Source document:
That case is not related to the discussion at hand.
No, not period.
Recently the supreme court ruled the first amendment precludes the application of federal employment-discrimination laws.
http://chronicle.com/article/Supreme-Court-Recognizes-a/130291/
This is another example of where a "right" overrides a "privilege".
Access to birth control pills is a privilege.
Practice of religion is a right.
The problem is simple.
Religions have no problem telling other people what to do, but site "freedom of religion" when it comes back their way.
They LOVE the tax-free status they are given, but somehow think that comes with no requirements or regulations.
The rule is simple. You lawfully hire someone working in the US, you have to follow US labor laws.
Period.
Ninjahedge stated that if you hire people, you have to follow US labor laws.
The above link is a rebuttal to his statement.
There have been exceptions to certain laws based on religion. I suspect that when this birth control debate reaches the supreme court, churches will not be required to provide birth control for their employees.

Task instructions:
1. What does the discussion say the supreme court recently ruled?
2. Quote the discussion from "Recently the supreme" up to and including "problem is simple.".
3. Shorten the paragraph of the discussion that begins "There have been exceptions to certain laws" while keeping its main facts.

Source material:
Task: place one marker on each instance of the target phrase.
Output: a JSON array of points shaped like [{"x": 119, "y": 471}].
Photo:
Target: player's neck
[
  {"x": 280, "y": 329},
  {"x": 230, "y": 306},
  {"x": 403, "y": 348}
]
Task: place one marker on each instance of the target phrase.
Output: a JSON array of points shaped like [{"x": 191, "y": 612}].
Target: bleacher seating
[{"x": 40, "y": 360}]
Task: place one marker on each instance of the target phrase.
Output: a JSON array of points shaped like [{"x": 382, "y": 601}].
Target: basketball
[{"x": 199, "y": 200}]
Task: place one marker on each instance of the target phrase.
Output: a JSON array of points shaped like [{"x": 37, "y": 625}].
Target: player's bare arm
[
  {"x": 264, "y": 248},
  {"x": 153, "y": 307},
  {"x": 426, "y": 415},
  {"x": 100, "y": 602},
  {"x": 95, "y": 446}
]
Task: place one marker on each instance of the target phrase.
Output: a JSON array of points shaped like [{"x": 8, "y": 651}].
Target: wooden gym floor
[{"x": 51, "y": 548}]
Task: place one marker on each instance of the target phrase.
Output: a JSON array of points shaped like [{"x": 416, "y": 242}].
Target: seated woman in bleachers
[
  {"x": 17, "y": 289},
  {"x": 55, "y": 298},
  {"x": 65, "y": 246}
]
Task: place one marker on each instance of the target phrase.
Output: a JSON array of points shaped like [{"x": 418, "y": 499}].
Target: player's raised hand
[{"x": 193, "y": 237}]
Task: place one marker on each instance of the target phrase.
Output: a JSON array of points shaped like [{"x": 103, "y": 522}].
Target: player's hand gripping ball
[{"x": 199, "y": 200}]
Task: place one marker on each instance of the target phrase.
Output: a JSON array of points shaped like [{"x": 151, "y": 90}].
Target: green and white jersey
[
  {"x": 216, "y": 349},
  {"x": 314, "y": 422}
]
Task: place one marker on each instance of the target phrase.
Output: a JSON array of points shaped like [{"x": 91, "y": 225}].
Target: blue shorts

Replies:
1. It ruled that the first amendment precludes the application of federal employment-discrimination laws.

2.
Recently the supreme court ruled the first amendment precludes the application of federal employment-discrimination laws.
http://chronicle.com/article/Supreme-Court-Recognizes-a/130291/
This is another example of where a "right" overrides a "privilege".
Access to birth control pills is a privilege.
Practice of religion is a right.
The problem is simple.

3. Some laws have had religious exceptions. The writer suspects that when the birth control debate reaches the supreme court, churches won't have to provide birth control for employees.